*** Extracted text Section Begins ***

All these years, I think therapist or, or any, you know, blog post on it, read it never. I never got the connection that I could watch my thoughts rather than be my thoughts. And he sent me home with a book called “The Happiness Trap” by Russ Harris. And I read that book and two weeks later I showed up with a visual aid. And I was like, the world needs to know what this book is teaching. And that led me into a journey of learning about mindfulness, identifying my values, knowing how to take action that serves me, and that supports me. And that’s where it led to me becoming a life coach, deciding that would be my career, but at that time in my life, it was more about what is this thing about my mind and how I can use it as a tool. So that was one thing that got introduced to me at that point in my life.

The second thing that got introduced to me. I met a woman at my my massage therapists office, and she told me a story about how she got healed by an energy worker. And at the time, I did not believe in anything like that. I thought it was nonsense. And yet, I was so desperate that I was willing to try it out. Especially because of testimony. She had a daughter who is rail thin, unable to eat and in pain, as she showed me before and after pictures of a woman who was vibrant, who had meat on her bones. And I was like, I’m going to try this. I at the time was already dating my now husband. So glad he’s been part of this journey. And he was like, what do we have to lose? Let’s try it.

*** Extracted text Section Ends ***

_Work task 1_
Retype the stretch of the personal account from "All these years, I" through "in my life.".
_Work task 2_
Translate this sentence from the personal account into Spanish: "I never got the connection that I could watch my thoughts rather than be my thoughts."
_Work task 3_
Continue the personal account from where it stops.

*** Data Section Begins ***

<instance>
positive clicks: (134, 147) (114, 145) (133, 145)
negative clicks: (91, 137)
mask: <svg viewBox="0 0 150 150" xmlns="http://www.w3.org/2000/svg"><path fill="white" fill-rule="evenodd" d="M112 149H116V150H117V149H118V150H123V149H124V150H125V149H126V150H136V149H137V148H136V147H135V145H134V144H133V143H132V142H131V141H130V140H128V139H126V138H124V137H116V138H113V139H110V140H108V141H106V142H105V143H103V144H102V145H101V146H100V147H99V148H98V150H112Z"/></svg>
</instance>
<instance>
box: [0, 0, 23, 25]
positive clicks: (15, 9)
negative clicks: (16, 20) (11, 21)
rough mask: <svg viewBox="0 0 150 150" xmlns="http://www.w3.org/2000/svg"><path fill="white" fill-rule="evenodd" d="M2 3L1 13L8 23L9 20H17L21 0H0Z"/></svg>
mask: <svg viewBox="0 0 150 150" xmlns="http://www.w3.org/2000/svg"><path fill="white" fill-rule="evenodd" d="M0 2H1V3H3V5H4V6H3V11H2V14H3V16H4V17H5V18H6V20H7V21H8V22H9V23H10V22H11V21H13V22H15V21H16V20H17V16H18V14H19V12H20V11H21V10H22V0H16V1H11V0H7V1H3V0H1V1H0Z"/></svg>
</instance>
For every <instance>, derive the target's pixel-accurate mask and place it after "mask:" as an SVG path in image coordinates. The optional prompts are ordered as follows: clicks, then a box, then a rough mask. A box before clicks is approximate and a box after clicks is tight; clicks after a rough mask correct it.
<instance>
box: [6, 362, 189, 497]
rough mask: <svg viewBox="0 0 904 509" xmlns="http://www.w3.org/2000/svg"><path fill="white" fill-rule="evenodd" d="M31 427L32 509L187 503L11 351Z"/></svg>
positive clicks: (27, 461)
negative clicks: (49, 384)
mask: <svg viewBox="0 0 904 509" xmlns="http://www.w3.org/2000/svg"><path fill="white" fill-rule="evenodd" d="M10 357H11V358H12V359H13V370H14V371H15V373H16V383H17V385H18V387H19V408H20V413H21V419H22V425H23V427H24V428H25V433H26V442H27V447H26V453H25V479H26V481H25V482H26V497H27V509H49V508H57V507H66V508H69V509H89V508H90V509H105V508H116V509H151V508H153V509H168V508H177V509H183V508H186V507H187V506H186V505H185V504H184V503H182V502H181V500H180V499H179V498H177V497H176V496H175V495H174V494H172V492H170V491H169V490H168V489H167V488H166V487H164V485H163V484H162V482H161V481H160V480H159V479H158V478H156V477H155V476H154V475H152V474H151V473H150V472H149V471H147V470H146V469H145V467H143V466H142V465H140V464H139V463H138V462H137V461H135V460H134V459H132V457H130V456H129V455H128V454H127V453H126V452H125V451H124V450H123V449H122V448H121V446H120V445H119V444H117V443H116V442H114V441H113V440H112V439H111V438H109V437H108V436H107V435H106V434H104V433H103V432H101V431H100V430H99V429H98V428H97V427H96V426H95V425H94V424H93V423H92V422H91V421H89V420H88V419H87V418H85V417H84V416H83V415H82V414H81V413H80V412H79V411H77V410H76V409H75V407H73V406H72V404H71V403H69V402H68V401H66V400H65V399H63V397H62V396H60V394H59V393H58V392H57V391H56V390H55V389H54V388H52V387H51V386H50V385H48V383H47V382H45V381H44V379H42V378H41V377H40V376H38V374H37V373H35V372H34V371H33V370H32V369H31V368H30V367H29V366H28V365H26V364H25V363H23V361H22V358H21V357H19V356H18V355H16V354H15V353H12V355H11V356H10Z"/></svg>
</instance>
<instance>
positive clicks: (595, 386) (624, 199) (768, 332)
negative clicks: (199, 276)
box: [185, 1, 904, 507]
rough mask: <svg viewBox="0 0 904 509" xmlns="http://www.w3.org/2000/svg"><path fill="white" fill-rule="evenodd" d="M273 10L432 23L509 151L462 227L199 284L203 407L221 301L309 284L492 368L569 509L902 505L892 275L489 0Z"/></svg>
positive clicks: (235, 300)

*** Data Section Ends ***

_Expected answer 1_
All these years, I think therapist or, or any, you know, blog post on it, read it never. I never got the connection that I could watch my thoughts rather than be my thoughts. And he sent me home with a book called “The Happiness Trap” by Russ Harris. And I read that book and two weeks later I showed up with a visual aid. And I was like, the world needs to know what this book is teaching. And that led me into a journey of learning about mindfulness, identifying my values, knowing how to take action that serves me, and that supports me. And that’s where it led to me becoming a life coach, deciding that would be my career, but at that time in my life, it was more about what is this thing about my mind and how I can use it as a tool. So that was one thing that got introduced to me at that point in my life.

_Expected answer 2_
Nunca entendí que podía observar mis pensamientos en lugar de ser mis pensamientos.

_Expected answer 3_
I even consulted a spiritual leader in my church because I wanted to make sure that I was within, it triggered in me is this even in my belief systems. So this started to be more of a spiritual journey now, not just a health journey. And because I was on such a strict diet when she started treating me quote, unquote, for foods that I knew would cause excruciating pain, and then I was able to eat them. I was thinking, Okay, what is this? Now here’s something really Important: She never saw me, and it was done over the phone across state lines. So I didn’t even… I couldn’t believe this. And so you can imagine all the rabbit holes and I became a Reiki Master. I started studying like, what is spirituality? what is reality? What is remote healing? You know, you could imagine all those Google searches and then some of them can be really fishy and so kind of discerning what was more.

With those two things introduced to my life, not knowing it at the time, it changed everything. And you kind of wonder, was it the chicken or the egg and I would like to say it was both. The remote healing that that woman was doing led me on a spiritual path to believe in the power of thought and prayer, greater than anything we give it credit for. In the study of like quantum healing as well as you know, works like the work of Joe Dispenza right inside, that was where I was starting to root myself into connecting the two. And the work from Joe Dispenza has a lot of what we’re learning from modern neuroscience. So then I was studying the work of Richard Davidson with Mindfulness Based Stress Reduction all the way to the Joe Dispenza. That kind of bridges the spiritual gap between what we’ve been told is reality and what is, for the lack of a better word, Woo Woo.

BARBARA: Right.

MARI: You know, that’s where now I would say there wasn’t a day that I woke up and said, I am healthy now. today. It just happened. It wasn’t quite like that for me. But I will say I remember one day I was standing in front of the office with my husband, my husband’s office, and I said, you know what happened today? He goes What? I didn’t need a nap today. I actually forgot to even think about planning my nap.

And then of course, then fear hit. When is this gonna happen again for me?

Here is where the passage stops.